**Aim of the exercise**
Look for "If you could place a marker on the water reflection" in the listing below, then copy exactly the line it appears in and all lines after it to the end, and nothing more.

**Dataset records**
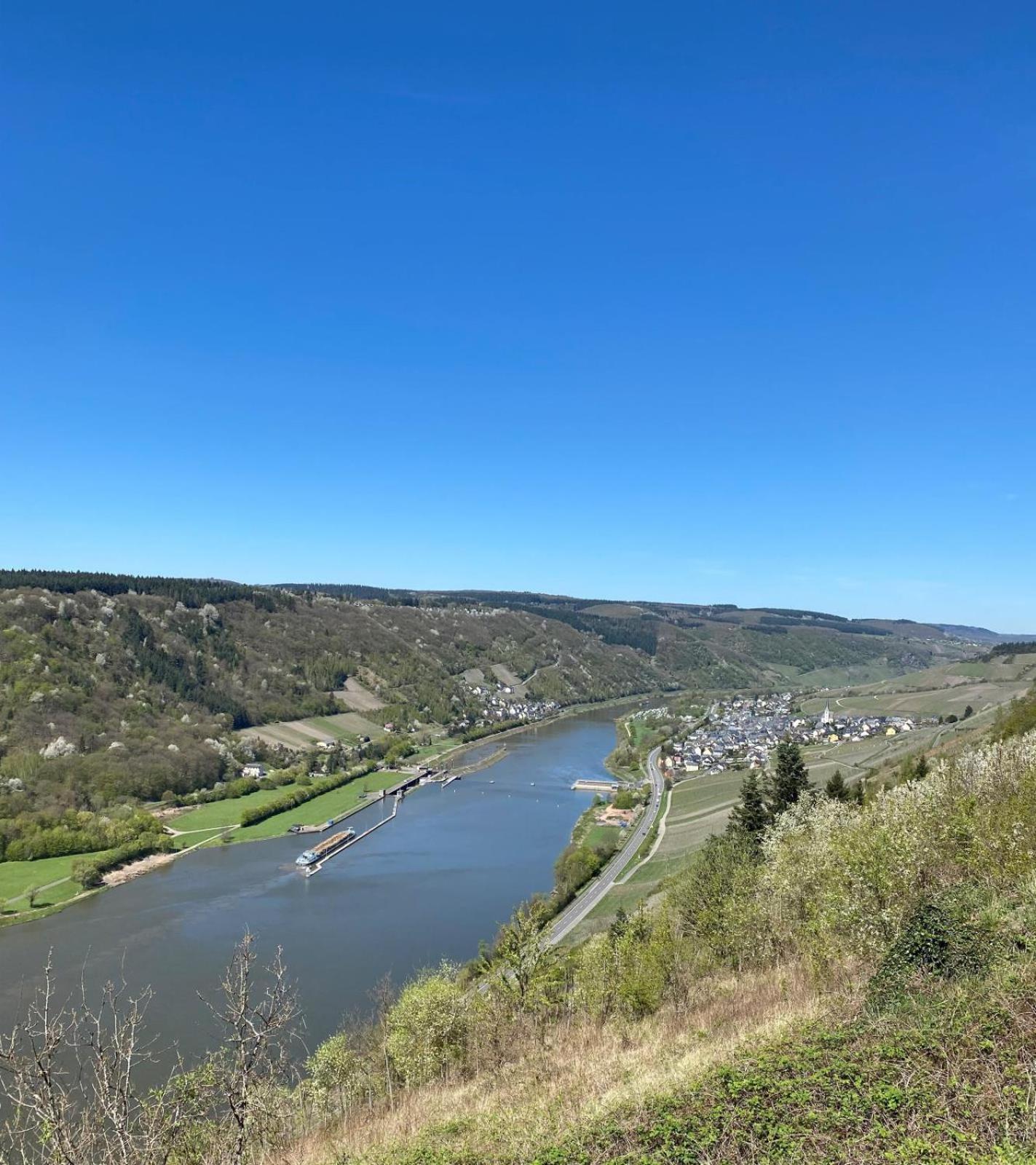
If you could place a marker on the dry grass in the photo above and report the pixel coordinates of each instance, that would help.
(585, 1071)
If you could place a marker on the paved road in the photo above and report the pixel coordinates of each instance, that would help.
(576, 912)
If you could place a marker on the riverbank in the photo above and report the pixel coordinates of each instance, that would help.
(275, 827)
(432, 885)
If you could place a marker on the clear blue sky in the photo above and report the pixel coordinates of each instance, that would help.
(706, 302)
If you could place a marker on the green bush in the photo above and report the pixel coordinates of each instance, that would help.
(90, 874)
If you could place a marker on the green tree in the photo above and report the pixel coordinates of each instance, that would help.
(791, 778)
(523, 965)
(428, 1027)
(750, 817)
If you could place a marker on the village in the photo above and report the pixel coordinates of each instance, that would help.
(741, 733)
(502, 702)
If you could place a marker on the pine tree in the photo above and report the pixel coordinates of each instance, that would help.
(836, 788)
(791, 778)
(750, 817)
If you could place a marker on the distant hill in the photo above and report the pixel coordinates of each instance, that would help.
(128, 684)
(983, 634)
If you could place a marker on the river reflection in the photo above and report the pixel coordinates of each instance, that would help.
(429, 885)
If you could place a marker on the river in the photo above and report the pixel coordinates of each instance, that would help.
(429, 885)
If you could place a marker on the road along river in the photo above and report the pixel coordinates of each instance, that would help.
(429, 885)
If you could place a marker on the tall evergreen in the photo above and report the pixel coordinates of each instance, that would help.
(750, 817)
(791, 778)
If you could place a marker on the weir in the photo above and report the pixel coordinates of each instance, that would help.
(316, 867)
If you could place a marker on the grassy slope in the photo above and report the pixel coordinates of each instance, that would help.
(941, 1079)
(221, 815)
(698, 809)
(338, 801)
(17, 879)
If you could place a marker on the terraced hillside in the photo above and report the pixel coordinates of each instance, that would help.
(116, 687)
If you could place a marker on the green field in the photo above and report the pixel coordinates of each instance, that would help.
(221, 815)
(697, 809)
(603, 836)
(304, 734)
(320, 809)
(17, 879)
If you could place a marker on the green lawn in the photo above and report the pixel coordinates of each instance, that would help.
(338, 801)
(698, 809)
(603, 836)
(19, 877)
(221, 815)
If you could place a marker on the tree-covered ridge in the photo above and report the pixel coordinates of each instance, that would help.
(190, 592)
(131, 689)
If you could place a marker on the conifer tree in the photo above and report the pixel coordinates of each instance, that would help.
(750, 817)
(791, 778)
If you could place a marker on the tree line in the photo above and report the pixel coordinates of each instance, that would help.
(190, 592)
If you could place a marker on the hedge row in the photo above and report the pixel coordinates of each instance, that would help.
(90, 874)
(301, 796)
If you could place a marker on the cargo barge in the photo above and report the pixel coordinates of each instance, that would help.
(325, 848)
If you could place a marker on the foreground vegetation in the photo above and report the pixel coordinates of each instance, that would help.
(846, 984)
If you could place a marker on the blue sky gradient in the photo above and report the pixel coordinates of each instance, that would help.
(695, 302)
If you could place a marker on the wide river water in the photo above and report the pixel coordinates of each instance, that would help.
(429, 885)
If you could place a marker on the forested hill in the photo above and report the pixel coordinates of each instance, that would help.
(116, 685)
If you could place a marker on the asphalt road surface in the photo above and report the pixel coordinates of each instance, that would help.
(576, 912)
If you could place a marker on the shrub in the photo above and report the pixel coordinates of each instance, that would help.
(90, 874)
(428, 1027)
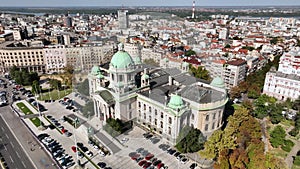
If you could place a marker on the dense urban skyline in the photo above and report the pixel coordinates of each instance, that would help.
(57, 3)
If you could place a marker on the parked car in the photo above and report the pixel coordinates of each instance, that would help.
(74, 149)
(89, 154)
(101, 164)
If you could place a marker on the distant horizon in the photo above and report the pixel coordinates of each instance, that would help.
(267, 6)
(146, 3)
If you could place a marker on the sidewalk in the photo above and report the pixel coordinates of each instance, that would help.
(33, 149)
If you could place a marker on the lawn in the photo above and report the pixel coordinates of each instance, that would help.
(35, 120)
(24, 108)
(54, 94)
(236, 106)
(295, 167)
(279, 153)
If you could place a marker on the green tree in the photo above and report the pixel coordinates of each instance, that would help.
(277, 136)
(274, 40)
(36, 88)
(239, 145)
(83, 87)
(192, 142)
(227, 46)
(235, 92)
(55, 84)
(88, 109)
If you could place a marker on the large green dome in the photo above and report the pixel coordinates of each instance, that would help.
(121, 60)
(218, 82)
(176, 102)
(95, 70)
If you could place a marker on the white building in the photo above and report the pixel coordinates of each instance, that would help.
(159, 99)
(123, 19)
(285, 83)
(55, 58)
(235, 72)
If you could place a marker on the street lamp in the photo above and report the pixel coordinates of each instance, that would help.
(75, 125)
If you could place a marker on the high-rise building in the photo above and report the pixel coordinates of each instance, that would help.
(123, 19)
(68, 21)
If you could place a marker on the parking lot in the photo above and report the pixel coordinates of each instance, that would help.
(132, 141)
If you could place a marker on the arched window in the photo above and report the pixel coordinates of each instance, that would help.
(207, 117)
(206, 127)
(170, 120)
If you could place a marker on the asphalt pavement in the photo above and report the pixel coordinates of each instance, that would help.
(26, 142)
(11, 150)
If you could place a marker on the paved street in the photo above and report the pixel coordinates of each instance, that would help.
(26, 140)
(11, 150)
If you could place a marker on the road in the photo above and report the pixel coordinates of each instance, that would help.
(26, 142)
(11, 150)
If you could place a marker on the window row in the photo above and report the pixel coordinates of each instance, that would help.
(214, 115)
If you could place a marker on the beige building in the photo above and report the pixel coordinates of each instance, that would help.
(55, 58)
(234, 72)
(22, 56)
(162, 100)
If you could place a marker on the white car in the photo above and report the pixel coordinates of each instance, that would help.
(184, 160)
(89, 154)
(96, 147)
(124, 140)
(59, 158)
(101, 153)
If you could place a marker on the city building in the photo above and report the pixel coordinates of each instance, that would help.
(55, 58)
(28, 55)
(162, 100)
(234, 72)
(123, 19)
(285, 83)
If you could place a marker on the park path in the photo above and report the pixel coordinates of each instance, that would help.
(289, 158)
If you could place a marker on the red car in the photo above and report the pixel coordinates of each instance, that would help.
(146, 165)
(160, 165)
(141, 163)
(149, 156)
(73, 149)
(134, 157)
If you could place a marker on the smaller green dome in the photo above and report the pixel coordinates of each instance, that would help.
(218, 82)
(176, 102)
(145, 76)
(185, 64)
(121, 60)
(95, 70)
(99, 76)
(137, 60)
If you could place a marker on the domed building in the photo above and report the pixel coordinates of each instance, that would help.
(218, 82)
(162, 100)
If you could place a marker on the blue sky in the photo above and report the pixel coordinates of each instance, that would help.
(149, 2)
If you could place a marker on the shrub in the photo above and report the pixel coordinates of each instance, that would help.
(297, 160)
(287, 145)
(294, 132)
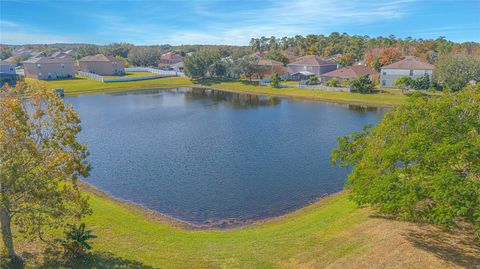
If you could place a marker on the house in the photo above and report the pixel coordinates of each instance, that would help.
(61, 54)
(259, 55)
(349, 73)
(7, 67)
(410, 66)
(177, 67)
(309, 65)
(49, 68)
(268, 67)
(170, 58)
(102, 65)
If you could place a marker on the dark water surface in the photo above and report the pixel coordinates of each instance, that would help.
(205, 156)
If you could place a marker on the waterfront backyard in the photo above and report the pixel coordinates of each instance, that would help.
(199, 177)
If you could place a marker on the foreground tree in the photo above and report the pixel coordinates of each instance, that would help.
(40, 161)
(421, 162)
(204, 62)
(362, 84)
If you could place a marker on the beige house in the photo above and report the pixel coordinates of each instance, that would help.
(102, 65)
(410, 66)
(170, 58)
(310, 65)
(47, 68)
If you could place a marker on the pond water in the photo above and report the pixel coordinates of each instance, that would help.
(210, 157)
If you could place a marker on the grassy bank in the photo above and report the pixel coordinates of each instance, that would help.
(85, 85)
(330, 233)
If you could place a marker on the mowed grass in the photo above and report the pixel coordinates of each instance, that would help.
(330, 233)
(385, 97)
(132, 74)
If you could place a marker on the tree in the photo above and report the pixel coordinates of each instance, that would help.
(403, 82)
(144, 56)
(204, 62)
(118, 49)
(346, 59)
(421, 162)
(247, 66)
(455, 71)
(275, 81)
(362, 84)
(379, 57)
(40, 161)
(5, 53)
(87, 50)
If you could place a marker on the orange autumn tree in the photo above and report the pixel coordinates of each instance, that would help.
(40, 161)
(379, 57)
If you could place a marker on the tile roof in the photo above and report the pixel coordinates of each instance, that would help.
(98, 58)
(312, 60)
(411, 63)
(171, 56)
(351, 72)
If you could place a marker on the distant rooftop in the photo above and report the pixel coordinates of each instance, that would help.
(351, 71)
(313, 60)
(411, 63)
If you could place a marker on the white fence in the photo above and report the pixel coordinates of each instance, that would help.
(324, 88)
(156, 73)
(165, 73)
(304, 86)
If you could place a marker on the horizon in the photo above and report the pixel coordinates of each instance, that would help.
(212, 22)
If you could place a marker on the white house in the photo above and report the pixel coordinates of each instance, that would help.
(410, 66)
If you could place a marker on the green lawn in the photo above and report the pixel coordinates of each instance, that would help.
(330, 233)
(385, 97)
(132, 74)
(83, 84)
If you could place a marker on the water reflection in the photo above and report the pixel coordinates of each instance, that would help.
(206, 156)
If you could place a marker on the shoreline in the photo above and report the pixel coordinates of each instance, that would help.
(174, 222)
(201, 86)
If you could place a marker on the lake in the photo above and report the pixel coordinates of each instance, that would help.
(211, 157)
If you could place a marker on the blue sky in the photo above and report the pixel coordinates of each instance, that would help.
(231, 22)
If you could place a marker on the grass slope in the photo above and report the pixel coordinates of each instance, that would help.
(80, 84)
(330, 233)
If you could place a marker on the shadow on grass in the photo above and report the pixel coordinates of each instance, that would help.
(212, 81)
(459, 247)
(92, 260)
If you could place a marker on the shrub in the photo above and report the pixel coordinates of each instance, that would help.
(275, 82)
(332, 83)
(75, 243)
(313, 80)
(362, 84)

**Written answer**
If you could place a marker on the water reflection in the photo above and report the pixel coordinates of each instance, that would help.
(206, 156)
If you could place a marker on the shoreline in the photo above and report the pixel coordinates of each instance, that would help.
(174, 222)
(201, 86)
If you could place a marker on the lake in the photo above and report the pixel coordinates of each instance, that would help.
(211, 157)
If you could place a marker on the blue sky in the photo above and report the pixel coordinates of each instance, that would help.
(231, 22)
If you could place a marker on the grass slope in the photo above and report the pixel coordinates of each instance, that would help.
(80, 84)
(330, 233)
If you could place a marker on the shadow on grass in the photo above and report the pixel coordinates of each instance, that would help.
(212, 81)
(459, 247)
(92, 260)
If you could place a marker on the shrub in the photo above and report the pixel coordinates of each instance, that would help.
(275, 82)
(332, 83)
(75, 243)
(313, 80)
(362, 84)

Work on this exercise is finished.